Exercise: Whenever a line in the entries includes the word "outline", copy that line out.

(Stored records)
——————————

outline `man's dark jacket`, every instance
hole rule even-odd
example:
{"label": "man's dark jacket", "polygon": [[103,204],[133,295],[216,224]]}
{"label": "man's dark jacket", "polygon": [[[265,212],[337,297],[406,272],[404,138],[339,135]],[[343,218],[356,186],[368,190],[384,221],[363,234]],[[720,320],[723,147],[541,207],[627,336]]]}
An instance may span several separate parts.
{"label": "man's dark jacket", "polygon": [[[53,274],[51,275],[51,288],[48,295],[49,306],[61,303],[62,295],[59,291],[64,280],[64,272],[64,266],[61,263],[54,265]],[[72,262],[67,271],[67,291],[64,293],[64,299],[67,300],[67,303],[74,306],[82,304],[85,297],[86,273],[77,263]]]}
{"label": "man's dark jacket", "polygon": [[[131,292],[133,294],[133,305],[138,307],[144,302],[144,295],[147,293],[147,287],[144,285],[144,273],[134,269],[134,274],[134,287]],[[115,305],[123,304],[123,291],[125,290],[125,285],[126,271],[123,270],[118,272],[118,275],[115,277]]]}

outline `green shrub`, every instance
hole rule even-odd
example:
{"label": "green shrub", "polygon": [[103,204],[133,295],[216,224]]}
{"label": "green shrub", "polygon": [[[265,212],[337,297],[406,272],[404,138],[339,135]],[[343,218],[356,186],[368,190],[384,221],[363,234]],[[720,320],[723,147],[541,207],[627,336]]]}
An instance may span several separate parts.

——————————

Response for this exercise:
outline `man's dark jacket`, every instance
outline `green shrub`, every instance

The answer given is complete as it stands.